◆ **Document passage**:
####################
Plymouth Meeting House is the name of a village situated at the intersection of the Plymouth and Perkiomen turnpikes, on the township line.  On this [Plymouth] side is the meeting house, school house and four houses; and in Whitemarsh two stores, a blacksmith and wheelwright shop, post office and twenty-four houses. The houses in this village are chiefly situated along the Perkiomen or Reading pike, nearly adjoining one another, and being of stone, neatly white washed, with shady yards in front, present to the stranger and agreeable appearance. In the basement of the Library building the Methodists hold worship. This is an ancient settlement, whose history dates back nearly to the arrival of William Penn, and is marked as a village on Lewis Evans' map of 1749. The post office was established here before 1827. In 1832 there were but ten houses here. — History of Montgomery County (1858).

Slave holding was condemned by the Society of Friends in 1754. Few slaves were held in Plymouth Township, and only one remained by 1830. The Maulsby and Corson families were early abolitionists, sheltering runaway slaves beginning in the 1810s and turning their properties into stations on the Underground Railroad. The Fugitive Slave Act of 1850 increased the penalties for giving assistance to an escaped slave to six months in prison and a $1,000 fine. It allowed slavecatchers to pursue a fugitive across state lines into every U.S. state and territory. Local resident George Corson was involved in hiding Jane Johnson, whose 1855 escape exposed a loophole in the federal law. When the doors to local churches and schools were closed to Abolitionist speakers, Corson built Abolition Hall (1856) on his farm at Germantown and Butler Pikes. The hall could accommodate up to 200 people, and hosted speakers such as Frederick Douglass, Harriet Beecher Stowe, Lucretia Mott, Mrs. Stephen Foster and William Lloyd Garrison.
####################
◆ **Extracted records**:

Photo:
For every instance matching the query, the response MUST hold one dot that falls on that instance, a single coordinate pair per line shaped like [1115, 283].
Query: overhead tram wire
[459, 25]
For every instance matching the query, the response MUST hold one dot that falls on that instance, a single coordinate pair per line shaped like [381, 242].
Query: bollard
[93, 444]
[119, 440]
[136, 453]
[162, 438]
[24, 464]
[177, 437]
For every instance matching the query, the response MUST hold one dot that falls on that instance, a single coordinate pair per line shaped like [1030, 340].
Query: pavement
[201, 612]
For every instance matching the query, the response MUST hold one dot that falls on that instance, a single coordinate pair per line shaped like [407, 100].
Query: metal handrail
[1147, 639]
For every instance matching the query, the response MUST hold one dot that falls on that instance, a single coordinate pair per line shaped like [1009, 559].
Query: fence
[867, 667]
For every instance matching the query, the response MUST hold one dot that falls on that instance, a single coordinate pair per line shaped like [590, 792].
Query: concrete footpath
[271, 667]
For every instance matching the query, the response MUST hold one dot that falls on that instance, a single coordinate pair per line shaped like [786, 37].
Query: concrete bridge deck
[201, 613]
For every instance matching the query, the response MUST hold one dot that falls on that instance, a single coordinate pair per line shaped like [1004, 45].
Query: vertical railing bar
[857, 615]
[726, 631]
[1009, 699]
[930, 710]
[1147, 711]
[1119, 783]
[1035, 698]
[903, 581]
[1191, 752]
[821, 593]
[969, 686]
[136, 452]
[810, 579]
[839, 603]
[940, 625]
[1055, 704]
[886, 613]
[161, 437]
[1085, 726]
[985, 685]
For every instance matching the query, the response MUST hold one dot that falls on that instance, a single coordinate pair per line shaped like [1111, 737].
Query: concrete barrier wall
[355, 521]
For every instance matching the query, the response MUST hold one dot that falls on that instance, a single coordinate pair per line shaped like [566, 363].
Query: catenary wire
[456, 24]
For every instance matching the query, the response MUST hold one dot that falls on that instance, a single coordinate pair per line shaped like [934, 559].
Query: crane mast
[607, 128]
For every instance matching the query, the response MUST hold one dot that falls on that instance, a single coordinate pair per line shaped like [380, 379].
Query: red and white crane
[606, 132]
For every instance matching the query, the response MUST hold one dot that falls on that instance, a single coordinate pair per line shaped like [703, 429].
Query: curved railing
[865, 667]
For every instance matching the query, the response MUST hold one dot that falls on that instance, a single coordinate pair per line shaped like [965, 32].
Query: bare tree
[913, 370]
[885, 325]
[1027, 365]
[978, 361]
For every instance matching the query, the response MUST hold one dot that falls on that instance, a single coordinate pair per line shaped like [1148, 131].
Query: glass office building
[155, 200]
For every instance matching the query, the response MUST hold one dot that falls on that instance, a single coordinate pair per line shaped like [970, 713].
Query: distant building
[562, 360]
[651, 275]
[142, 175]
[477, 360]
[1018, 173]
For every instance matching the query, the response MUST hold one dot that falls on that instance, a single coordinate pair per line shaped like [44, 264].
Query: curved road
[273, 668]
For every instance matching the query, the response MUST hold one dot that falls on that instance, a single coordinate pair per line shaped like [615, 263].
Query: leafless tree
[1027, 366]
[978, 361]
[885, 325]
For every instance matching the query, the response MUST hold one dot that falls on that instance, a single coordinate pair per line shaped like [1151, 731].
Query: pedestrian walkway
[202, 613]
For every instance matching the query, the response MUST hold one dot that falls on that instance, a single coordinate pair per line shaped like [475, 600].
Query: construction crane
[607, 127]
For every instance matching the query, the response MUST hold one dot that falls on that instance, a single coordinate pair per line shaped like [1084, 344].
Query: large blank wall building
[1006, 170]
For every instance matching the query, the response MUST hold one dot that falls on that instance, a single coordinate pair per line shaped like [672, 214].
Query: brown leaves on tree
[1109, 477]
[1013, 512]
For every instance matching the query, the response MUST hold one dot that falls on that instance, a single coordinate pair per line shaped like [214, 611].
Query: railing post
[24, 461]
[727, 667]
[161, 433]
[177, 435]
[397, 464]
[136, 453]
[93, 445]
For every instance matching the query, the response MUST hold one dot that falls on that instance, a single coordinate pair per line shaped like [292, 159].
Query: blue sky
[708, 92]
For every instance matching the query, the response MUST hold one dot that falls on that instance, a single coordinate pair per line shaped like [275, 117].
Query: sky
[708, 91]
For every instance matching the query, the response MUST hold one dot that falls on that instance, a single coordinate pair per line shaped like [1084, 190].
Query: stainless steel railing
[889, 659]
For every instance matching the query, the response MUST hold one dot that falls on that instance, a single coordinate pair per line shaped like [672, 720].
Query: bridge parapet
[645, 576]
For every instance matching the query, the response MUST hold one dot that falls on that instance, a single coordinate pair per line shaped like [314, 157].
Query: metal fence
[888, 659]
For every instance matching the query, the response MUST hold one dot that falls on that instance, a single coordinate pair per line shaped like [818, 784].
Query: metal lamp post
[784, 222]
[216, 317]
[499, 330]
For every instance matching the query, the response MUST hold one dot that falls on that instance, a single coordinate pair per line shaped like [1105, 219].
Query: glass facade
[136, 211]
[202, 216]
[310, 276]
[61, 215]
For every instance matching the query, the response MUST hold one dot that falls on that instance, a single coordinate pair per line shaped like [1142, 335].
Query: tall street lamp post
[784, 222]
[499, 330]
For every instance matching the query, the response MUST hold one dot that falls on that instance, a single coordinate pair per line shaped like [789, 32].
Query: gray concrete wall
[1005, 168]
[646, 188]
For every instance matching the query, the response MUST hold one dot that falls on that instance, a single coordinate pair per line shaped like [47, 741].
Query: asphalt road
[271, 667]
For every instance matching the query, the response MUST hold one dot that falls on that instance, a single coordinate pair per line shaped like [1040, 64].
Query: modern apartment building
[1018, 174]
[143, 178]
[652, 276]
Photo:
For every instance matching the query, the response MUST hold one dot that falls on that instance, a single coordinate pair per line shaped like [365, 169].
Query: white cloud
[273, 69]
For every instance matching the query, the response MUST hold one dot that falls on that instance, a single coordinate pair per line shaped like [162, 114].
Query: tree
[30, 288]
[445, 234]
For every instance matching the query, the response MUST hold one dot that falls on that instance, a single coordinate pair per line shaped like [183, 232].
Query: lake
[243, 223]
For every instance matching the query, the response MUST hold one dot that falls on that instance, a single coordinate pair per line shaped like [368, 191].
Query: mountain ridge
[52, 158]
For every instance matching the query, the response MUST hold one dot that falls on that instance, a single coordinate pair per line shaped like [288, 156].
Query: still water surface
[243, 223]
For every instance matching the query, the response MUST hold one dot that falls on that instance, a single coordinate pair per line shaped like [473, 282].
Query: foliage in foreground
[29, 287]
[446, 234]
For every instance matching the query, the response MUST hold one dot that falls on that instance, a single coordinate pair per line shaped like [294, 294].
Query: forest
####################
◆ **Given problem A**: Please retype the rows from the line containing "like [1084, 344]." through the line containing "[1006, 170]", including both of those lines.
◆ **Given problem B**: Extend the passage on the history of Plymouth Meeting from where it stops.

◆ **Exercise result A**:
For every instance matching the query, the response MUST hold one dot that falls on that instance, a single coordinate pair per line shaped like [1084, 344].
Query: large blank wall building
[1006, 170]

◆ **Exercise result B**:
In later years (1881-1895) Abolition Hall became the art studio of painter Thomas Hovenden. Married to George Corson's daughter, Helen (Corson) Hovenden, Hovenden was best known for painting realistic scenes taken out of American life as he experienced it in the farmlands of Plymouth Meeting. His depictions of everyday life during the Civil War seem like photographs rather than oil paintings. One of his most famous paintings,“Breaking Home Ties,” (shown below) as well as several others, can be seen in the Philadelphia Museum of Art. Hovenden succeeded Thomas Eakins as the principal painting instructor at the Pennsylvania Academy of Fine Arts in 1886 after the latter was forced to resign for inappropriate use of nude models.

Growth continued for Plymouth Meeting during the 1900s which led to the advent of the Pennsylvania Turnpike, the Plymouth Meeting Mall, high-rise and garden apartment complexes, industries and office buildings.

What is now Germantown Pike was ordered laid out by the Provincial Government in 1687 as a "cart road" from Philadelphia to Plymouth Meeting. The actual road was finished in 1804, at a cost of $11,287. A road from Plymouth Meeting to Gwynedd appears to have been built in 1751. What is now Chemical Road, following Plymouth Creek, was opened in 1759 to provide access to a new gristmill.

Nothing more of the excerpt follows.